▸ Given task 1: From the tequila article below, output the passage from "Yes, tequila comes" to "is known for)." word for word.

▸ Reading text:
○ ○ ○

Agave is a grass-like flowering plant from the Lilium genus. It typically grows in arid conditions in the Americas. It’s not a cactus. It’s actually a . . . Bored? Okay, that’s enough botanical/geographical jargon. Agave is responsible for tequila, and that’s cause for celebration. But not just any of the more than 200 species of agave. It’s a very specific agave known as Blue Weber (Weber Azul) agave. And that’s the heart of this article (or, I should say “piña of this article,” but we’ll come back to that point).
While there are only three ingredients in pure tequila—Blue Weber agave, yeast, and water—the process is complicated. In fact, technically speaking, if you want to make “tequila,” you’ll need a Blue Weber agave farm in the Mexican state of Jalisco or another approved municipality in the states of Guanajuato, Michoacan, Nayarit, or Tamaulipas.
Yes, tequila comes from Mexico. Make no bones about it. Any agave-based spirit made outside the aforementioned Mexican states ain’t tequila. It may be classified as mezcal if it’s made in one of nine approved Mexican states, or it just may be labeled an “agave-based spirit” if it’s made in the U.S., among other locations.
Two quick points about mezcal, before continuing the tequila talk. All tequila is mezcal, but not all mezcal is tequila. Mezcal can be made from a variety of different agave species (not just the Blue Weber agave that tequila is known for).
Back to tequila. Of course, tequila production is serious business in Mexico. In 1974, “tequila” became the intellectual property of Mexico. That’s why you’ll never see an American-made tequila (or, a tequila from any of the other 193 countries in the world). Just like bourbon comes from the United States and Tennessee Whiskey comes from, you guessed it, Tennessee, tequila comes from Mexico. Period.

○ ○ ○

▸ Input:

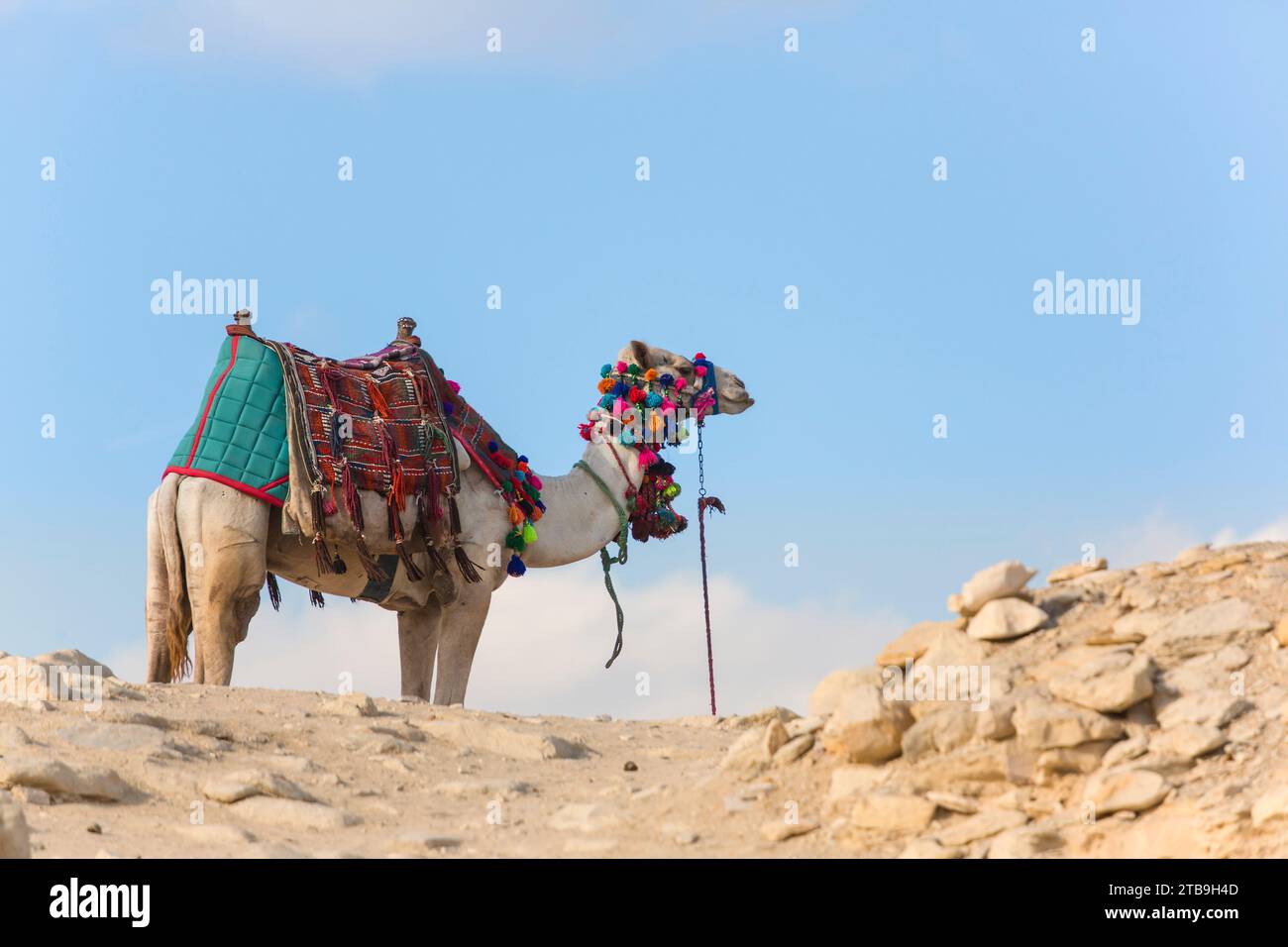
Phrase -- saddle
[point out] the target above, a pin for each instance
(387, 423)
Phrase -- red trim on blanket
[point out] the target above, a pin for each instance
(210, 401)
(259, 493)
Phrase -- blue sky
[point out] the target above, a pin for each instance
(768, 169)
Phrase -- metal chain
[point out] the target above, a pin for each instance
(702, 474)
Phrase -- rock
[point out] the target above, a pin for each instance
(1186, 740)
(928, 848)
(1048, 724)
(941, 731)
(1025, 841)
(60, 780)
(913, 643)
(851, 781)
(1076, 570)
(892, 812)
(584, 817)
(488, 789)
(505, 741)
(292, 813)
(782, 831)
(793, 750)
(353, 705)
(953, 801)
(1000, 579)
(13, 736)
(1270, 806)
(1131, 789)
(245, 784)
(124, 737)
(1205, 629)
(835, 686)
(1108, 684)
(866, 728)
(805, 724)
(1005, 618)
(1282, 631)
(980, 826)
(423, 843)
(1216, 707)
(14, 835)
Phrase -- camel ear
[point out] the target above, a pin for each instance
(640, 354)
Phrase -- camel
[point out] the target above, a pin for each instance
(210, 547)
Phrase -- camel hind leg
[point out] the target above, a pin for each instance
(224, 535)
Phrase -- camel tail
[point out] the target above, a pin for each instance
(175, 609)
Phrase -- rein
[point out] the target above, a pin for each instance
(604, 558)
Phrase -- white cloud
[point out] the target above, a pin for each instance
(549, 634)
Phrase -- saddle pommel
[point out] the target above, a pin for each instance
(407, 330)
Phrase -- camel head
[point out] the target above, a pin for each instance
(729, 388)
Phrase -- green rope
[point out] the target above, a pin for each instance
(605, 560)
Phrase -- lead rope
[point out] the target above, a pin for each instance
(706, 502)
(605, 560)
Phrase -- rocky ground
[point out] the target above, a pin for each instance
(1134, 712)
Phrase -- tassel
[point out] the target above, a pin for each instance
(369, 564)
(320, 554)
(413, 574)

○ ○ ○

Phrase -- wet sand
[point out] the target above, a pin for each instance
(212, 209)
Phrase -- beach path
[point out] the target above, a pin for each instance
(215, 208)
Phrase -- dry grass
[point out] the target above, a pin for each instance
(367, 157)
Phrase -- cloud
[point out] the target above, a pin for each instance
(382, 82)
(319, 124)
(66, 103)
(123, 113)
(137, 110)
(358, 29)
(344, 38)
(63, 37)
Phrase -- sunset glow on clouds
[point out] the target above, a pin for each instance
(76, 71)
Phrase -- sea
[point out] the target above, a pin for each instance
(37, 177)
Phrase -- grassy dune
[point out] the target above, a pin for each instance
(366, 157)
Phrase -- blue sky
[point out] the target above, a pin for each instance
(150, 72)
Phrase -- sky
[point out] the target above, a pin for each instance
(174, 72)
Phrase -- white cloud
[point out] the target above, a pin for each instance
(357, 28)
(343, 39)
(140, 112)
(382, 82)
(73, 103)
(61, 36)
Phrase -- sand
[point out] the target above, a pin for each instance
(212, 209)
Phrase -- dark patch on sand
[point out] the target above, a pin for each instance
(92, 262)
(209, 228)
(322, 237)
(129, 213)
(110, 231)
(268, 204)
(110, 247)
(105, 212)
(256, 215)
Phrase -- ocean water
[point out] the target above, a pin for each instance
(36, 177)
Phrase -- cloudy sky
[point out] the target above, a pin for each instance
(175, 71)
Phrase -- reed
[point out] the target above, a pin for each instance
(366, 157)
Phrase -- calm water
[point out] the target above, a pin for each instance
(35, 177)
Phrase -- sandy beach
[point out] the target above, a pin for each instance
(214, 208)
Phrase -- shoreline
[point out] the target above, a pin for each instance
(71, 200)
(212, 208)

○ ○ ○

▸ Given task 2: Extract every line of the entries above that contains the word "beach", copying each line unchanged.

▸ Exercise answer 1:
Yes, tequila comes from Mexico. Make no bones about it. Any agave-based spirit made outside the aforementioned Mexican states ain’t tequila. It may be classified as mezcal if it’s made in one of nine approved Mexican states, or it just may be labeled an “agave-based spirit” if it’s made in the U.S., among other locations.
Two quick points about mezcal, before continuing the tequila talk. All tequila is mezcal, but not all mezcal is tequila. Mezcal can be made from a variety of different agave species (not just the Blue Weber agave that tequila is known for).

▸ Exercise answer 2:
Phrase -- beach path
Phrase -- sandy beach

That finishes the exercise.